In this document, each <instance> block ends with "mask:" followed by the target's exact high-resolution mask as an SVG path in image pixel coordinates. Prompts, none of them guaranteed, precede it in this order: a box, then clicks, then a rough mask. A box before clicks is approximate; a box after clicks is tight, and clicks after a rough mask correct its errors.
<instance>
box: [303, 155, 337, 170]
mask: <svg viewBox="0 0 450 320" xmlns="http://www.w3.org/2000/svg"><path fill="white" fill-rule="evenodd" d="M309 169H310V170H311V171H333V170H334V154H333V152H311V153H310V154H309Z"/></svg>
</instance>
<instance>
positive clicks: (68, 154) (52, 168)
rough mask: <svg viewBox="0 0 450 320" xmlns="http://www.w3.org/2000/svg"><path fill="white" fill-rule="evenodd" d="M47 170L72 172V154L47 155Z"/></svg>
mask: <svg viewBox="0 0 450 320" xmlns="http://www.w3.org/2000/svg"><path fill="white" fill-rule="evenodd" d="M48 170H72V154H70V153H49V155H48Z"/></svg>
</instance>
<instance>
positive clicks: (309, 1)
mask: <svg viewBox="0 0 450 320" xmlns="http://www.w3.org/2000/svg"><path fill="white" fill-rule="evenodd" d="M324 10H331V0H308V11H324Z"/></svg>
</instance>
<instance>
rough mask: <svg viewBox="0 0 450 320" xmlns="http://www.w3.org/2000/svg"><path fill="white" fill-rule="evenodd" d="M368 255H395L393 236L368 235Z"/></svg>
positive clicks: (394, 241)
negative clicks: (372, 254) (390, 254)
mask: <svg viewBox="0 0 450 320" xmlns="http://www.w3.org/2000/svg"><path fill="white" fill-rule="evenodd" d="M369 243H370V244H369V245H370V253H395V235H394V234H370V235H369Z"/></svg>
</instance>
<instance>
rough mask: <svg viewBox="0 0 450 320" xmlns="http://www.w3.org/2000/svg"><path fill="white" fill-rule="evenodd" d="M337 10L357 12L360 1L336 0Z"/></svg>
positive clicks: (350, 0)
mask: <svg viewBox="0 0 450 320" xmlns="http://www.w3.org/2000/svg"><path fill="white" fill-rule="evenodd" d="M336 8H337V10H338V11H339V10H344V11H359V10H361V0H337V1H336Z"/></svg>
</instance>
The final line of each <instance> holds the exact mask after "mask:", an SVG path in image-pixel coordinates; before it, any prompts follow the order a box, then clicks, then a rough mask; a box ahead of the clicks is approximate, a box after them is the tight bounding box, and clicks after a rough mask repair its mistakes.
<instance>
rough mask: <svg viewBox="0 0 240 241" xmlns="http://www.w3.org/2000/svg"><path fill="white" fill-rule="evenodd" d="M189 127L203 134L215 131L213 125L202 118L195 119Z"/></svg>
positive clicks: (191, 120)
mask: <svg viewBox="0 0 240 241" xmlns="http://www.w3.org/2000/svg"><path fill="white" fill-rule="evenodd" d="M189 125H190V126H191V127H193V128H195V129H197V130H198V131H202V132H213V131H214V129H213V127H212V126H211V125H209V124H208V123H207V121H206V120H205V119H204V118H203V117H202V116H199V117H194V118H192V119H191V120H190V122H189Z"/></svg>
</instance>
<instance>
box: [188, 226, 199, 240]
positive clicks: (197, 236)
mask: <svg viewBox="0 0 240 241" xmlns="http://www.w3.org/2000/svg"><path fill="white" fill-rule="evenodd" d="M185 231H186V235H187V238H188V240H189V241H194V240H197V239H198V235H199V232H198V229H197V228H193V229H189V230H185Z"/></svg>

*-*-*

◆ WHAT TO DO ◆
Count the lines in the records that contain the string "clicks". Reply with the number alone.

◆ ANSWER TO THE EXERCISE ◆
9